6th Extinction: Tiger
Communicating extinction through motion
Project
The world is currently undergoing the sixth mass extinction known to mankind. with dozens of species going extinct every day. In the future, animals such as rhinoceroses, sea turtles, and tigers may exist only within memories, photographs, and stories.
In order to better communicate extinction to a broader audience, MacQuarrie-Byrne Films, Carnegie Mellon University, and the University of Tennessee collaborated on The Sixth Extinction in Motion. The project was based on The Sixth Extinction by Richard Leakey, a renown paleoanthropologist, and students consulted experts in their field about specific species. I talked to John Steindecker, an expert about tigers, who provided many facts and the most recent figures about tiger extinction.
video
Research / Storytelling / Illustration / Sound Manipulation / Basic Animation
Issue
3,200 tigers exist on Earth.
John Steindecker and the Global Tiger Initiative provided the most accurate statistics and narrowed down the causes of tiger endangerment to two things:
- Poaching for luxury commodities or mythical medicines
- Expanding human populations
Concept
How to visually communicate expanding populations and poaching?
The tigers stripes could be a metaphor for overpopulation. As the stripes grew, they would overtake the form of the tiger in the same way that human populations overtake tiger hunting grounds.
+---+
» TASKS AND EXERCISES:
1. Decide whether each statement agrees with the tiger extinction project page. Answer yes or no for each, quoting the words of the page that decide it.
(a) The causes of tiger endangerment were narrowed down to three things.
(b) Carnegie Mellon University was one of the collaborators on the project.
(c) The page states that 3,200 tigers exist on Earth.
2. Render this sentence from the tiger extinction project page in Spanish: "As the stripes grew, they would overtake the form of the tiger in the same way that human populations overtake tiger hunting grounds."
3. Write a continuation of the tiger extinction project page, starting after its last sentence.
The listing has no role in any work on the tiger extinction project page.

» MATERIAL SUPPLIED:
+---+
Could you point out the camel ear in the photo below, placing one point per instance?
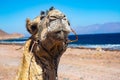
(32, 27)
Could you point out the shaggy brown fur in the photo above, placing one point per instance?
(46, 45)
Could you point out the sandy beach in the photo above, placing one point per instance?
(75, 64)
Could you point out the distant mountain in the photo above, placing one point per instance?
(4, 35)
(112, 27)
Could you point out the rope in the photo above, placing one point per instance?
(69, 41)
(31, 58)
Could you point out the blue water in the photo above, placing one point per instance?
(109, 41)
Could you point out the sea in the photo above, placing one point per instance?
(109, 41)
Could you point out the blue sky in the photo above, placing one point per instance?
(13, 13)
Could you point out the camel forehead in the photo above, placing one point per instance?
(55, 13)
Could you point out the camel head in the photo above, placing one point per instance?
(52, 24)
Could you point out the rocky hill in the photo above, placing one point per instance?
(4, 35)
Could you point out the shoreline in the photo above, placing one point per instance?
(75, 63)
(81, 47)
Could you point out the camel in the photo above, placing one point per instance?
(43, 50)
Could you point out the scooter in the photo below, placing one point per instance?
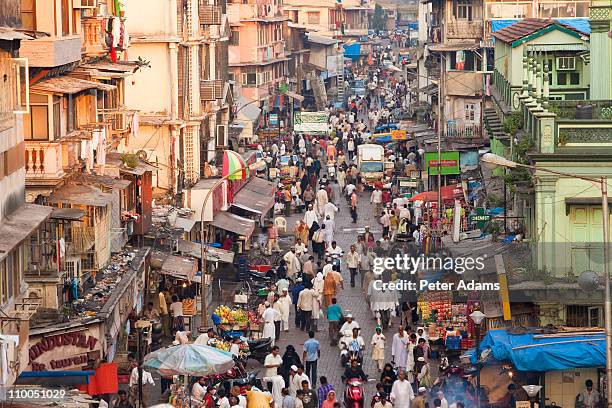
+---+
» ANSWERS FOR EACH ITEM:
1.
(a) No: "narrowed down the causes of tiger endangerment to two things"
(b) Yes: "MacQuarrie-Byrne Films, Carnegie Mellon University, and the University of Tennessee collaborated on The Sixth Extinction in Motion"
(c) Yes: "3,200 tigers exist on Earth."

2. A medida que las rayas crecieran, se apoderarían de la forma del tigre del mismo modo en que las poblaciones humanas se apoderan de los territorios de caza de los tigres.

3.
How to bring about a visceral understanding of extinction?
An early storyboard played with the idea of a child reading a storybook about tigers in a world where tigers no longer exist. The storybook setting worked because it urged viewers to imagine a future where our children know tigers only as imaginary creatures.
Image
What is the essence of a tiger?
Early attempts to capture a tiger's form were experimental, drawing from pop culture and cartoons. A shift to studying real tiger forms was much more instructive.




The penciled illustrations allowed a familiarity with the form of the tiger-- high shoulders, facial proportions, joint-movement, etc. that later translated to the brush-paintings for the final tiger sequence.




Sound
Sound was a key element in communicating the emotion of the story. It provided both cultural context (Asian) and pacing.
The music was compiled from different performances of Asian instruments, from Korean daeguem (bamboo flute) to Japanese taiko (drums).